Return each line from the items below that contains the word "hillside".
-- begin --
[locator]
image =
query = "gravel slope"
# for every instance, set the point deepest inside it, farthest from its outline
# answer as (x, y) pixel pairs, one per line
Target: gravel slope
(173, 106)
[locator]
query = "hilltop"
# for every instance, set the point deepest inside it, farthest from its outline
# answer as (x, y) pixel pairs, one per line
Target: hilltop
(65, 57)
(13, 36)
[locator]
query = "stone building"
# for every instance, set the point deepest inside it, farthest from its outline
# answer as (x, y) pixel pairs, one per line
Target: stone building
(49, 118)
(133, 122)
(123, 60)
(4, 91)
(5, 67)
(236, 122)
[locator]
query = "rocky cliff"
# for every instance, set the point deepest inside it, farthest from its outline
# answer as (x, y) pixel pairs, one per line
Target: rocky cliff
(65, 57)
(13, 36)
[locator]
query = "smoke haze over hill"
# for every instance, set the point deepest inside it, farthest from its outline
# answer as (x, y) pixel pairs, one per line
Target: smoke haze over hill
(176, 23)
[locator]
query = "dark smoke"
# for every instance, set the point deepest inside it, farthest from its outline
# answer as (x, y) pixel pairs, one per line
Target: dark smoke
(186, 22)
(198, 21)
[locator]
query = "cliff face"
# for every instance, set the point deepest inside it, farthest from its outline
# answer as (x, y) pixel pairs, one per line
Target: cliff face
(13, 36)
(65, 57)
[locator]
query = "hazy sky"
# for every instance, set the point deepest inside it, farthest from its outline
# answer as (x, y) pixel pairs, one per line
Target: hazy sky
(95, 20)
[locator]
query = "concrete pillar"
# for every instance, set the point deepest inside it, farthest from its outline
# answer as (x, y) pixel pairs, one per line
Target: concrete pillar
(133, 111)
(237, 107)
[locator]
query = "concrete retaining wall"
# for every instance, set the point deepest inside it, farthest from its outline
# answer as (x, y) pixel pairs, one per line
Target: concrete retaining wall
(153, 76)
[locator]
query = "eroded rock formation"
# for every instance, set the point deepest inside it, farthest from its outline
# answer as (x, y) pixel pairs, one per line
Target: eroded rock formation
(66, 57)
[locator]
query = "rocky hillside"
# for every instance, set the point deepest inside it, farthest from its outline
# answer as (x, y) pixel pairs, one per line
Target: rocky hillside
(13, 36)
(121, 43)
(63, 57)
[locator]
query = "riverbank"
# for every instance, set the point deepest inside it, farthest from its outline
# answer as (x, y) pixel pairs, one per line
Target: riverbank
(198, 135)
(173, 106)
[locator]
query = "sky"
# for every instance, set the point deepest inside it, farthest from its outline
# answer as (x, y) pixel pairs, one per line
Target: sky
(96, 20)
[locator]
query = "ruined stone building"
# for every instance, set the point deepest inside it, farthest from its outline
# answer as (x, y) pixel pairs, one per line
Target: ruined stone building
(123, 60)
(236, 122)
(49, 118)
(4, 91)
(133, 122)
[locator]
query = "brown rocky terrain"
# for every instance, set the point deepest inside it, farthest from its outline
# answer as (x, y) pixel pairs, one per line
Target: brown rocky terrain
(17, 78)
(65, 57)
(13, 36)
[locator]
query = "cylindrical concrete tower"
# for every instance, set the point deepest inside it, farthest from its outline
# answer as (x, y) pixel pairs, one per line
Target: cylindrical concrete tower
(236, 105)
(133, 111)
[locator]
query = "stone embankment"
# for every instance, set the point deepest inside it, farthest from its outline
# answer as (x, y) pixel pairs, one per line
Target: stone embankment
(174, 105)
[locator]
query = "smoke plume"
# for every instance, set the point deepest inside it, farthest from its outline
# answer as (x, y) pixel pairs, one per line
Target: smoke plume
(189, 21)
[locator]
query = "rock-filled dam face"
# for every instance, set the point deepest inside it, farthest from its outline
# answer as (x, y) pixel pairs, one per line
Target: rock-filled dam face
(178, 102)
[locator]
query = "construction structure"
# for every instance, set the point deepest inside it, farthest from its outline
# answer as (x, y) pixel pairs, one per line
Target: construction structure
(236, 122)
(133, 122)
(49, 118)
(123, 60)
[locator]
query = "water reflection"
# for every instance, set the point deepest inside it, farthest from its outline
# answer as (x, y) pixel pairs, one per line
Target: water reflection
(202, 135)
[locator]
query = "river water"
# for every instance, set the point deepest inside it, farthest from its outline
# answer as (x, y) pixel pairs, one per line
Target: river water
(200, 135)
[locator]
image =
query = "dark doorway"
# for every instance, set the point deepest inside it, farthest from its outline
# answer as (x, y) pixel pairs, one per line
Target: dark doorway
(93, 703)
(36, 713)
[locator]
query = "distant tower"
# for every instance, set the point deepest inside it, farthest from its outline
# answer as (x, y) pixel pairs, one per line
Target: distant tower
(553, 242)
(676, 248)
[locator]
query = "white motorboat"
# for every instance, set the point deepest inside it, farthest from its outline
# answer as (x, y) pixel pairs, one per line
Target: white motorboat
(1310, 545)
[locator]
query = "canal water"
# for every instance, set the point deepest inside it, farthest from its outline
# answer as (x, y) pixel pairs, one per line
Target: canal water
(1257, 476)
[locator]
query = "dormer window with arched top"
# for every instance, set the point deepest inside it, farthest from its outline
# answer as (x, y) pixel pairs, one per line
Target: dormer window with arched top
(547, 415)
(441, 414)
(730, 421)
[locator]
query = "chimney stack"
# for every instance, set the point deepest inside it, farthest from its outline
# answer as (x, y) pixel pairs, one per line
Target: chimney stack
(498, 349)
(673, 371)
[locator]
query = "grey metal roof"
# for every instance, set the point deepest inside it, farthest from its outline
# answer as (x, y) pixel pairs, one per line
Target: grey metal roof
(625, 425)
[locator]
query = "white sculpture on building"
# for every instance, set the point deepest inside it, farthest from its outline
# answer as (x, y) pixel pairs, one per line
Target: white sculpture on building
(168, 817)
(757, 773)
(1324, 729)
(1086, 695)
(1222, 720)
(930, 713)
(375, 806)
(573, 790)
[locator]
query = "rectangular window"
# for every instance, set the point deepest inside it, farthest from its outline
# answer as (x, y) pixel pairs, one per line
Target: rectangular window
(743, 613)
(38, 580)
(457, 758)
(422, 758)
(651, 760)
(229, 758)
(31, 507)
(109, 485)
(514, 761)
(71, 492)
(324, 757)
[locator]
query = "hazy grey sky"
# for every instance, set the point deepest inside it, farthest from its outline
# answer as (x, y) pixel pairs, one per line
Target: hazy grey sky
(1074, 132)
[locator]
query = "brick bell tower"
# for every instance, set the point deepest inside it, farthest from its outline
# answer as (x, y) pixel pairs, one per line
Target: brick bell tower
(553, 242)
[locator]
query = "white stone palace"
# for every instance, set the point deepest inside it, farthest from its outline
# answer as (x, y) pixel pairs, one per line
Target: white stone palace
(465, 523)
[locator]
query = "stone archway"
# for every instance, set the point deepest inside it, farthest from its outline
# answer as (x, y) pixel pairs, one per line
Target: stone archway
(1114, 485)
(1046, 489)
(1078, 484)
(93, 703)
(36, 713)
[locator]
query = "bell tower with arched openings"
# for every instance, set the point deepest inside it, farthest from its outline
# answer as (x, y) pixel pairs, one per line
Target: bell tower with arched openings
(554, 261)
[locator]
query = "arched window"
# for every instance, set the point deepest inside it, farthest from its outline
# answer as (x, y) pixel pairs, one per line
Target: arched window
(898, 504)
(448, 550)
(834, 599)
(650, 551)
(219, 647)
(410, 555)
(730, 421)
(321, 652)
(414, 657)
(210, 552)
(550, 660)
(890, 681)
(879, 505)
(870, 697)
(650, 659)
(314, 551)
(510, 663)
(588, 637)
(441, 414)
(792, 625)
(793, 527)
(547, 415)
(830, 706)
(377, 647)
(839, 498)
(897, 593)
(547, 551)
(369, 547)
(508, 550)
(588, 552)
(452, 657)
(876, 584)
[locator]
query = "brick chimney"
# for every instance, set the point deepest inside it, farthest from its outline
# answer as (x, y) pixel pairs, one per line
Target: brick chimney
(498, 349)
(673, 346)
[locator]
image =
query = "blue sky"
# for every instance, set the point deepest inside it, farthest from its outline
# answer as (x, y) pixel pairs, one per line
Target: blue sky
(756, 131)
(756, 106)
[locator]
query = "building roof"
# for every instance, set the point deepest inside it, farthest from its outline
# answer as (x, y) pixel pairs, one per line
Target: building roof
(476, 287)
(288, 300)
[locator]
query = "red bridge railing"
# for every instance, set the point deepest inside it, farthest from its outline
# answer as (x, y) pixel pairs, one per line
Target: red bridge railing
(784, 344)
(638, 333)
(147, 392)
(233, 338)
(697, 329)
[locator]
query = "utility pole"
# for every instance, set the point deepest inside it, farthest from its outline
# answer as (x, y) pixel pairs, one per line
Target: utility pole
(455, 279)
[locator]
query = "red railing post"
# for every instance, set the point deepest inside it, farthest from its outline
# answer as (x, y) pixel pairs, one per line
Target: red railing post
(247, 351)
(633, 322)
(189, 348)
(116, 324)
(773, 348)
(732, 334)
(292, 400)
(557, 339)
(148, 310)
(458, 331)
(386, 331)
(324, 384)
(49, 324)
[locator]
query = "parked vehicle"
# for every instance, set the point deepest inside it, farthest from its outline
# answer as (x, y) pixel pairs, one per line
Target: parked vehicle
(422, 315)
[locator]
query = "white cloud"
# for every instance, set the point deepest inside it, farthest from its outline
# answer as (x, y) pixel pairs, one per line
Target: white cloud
-- end --
(Solution for this task)
query = "rocky hillside"
Target: rocky hillside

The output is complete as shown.